Lucio Agra lucioagra at gmail.com
Sat Sep 21 01:35:36 AEST 2019

Hi, everybody.
I've been lurking until now, following the discussion and preferably trying
to do not interfere.  Margaretha, though, has put a good point here.

Today I waked up with a message sent by a colleague  through Whats Up, with
a link to The Intercept ,where a young brazilian journalist, from their
crew, grabbed some information about the plans that the Govern - and
particularly the Army - have been preparing concerning Amazon area. The
militaries basically reedited an ancient doctrine about security on the
Amazon frontier. Among several conspiration theories involving the
construction of an independent country for Yanomoanis in collaboration with
Venezuela, and other klind of misconception there is an intention to get
around ancient plans of roads construction in the region. There is already
a road that connects Cuiabá (in the middle of the country) to Santarem. Up
to this place, there begins the region known as Calha Norte, which was
involved in disputes and projects since Military Dictatorship in the 70s
and 80s. It gave raise to a rumorous situation that involved, in the past,
some militaires and empresarios. Well, here they come again, projecting the
occupation of Indigenous areas with mining and people brought from other
parts of the country, with the aim to avoid a supposed "invasion" of
Chinese immigrants that also supposedly have benn growing in Suriname.
Several detais, including a presentation with maps and some audio
registering the meetings done in the state of Pará, were disclosed by
Intercept. The material is astonishing even to those of us who were born
and in Brazil and to all that live here.
Now I  arrive to the important point Margaretha sustained in her
commentaries. The roads we see in the map, part of it, probably represent
these efforts to open ways up to North Amazon, a place, as an specialst
heard by Intercept says, so isolated that does not demand concerns on
fronteer security. There is indeed a plan to occupy Amazon with roads and
it is really important for some *tactical* reasons: first, because it
increases petrol and cars lobby, second because it was one of the main
politics of Dictatorship in the 70s, through the absurd project of
TransAmazonica road. Nowaday it seems to be a reedition of ancient
positions susteinad by  some falcons from the Army.
If, from one side, says Margaretha, perhaps the world get information that
constructs a "we vision" (from the standpoint of the ones who did not
suffer colonization directly - "seeing from afar") , on the other there is
an analogous situation concerning people that live in  in  southwest or
south parts of the Country, which means also "seeing from afar".

Data lines:
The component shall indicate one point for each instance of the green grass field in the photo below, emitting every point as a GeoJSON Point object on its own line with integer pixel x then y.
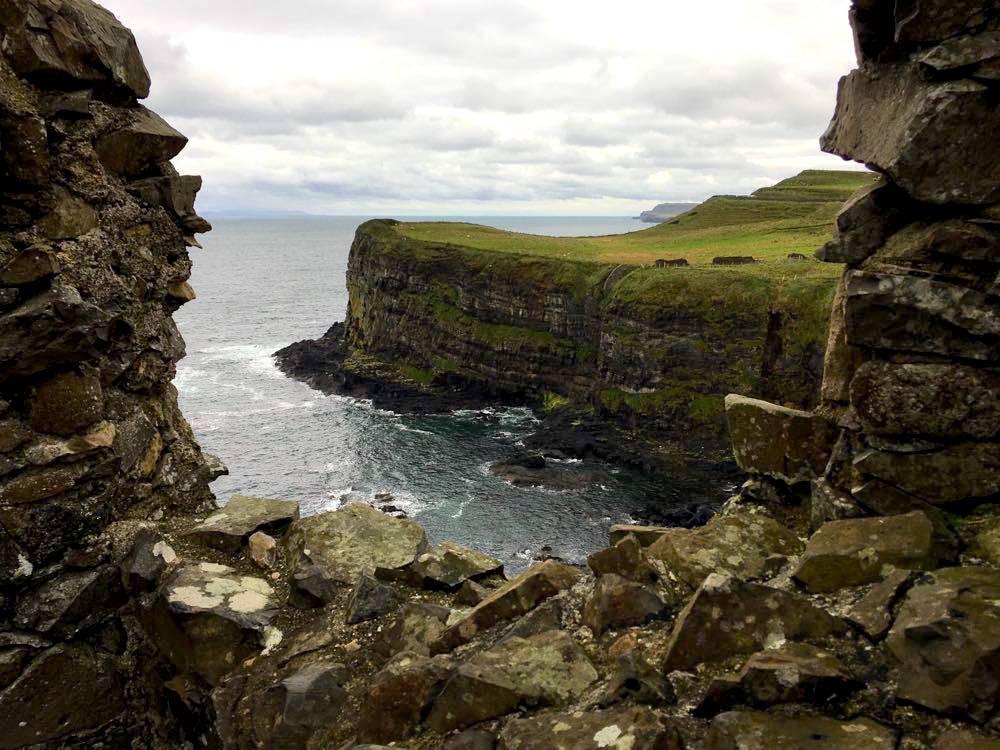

To do: Reproduce, word for word, the part of the message on Amazon road plans that starts with "Hi, everybody." and ends with "good point here.".

Correct answer:
Hi, everybody.
I've been lurking until now, following the discussion and preferably trying
to do not interfere.  Margaretha, though, has put a good point here.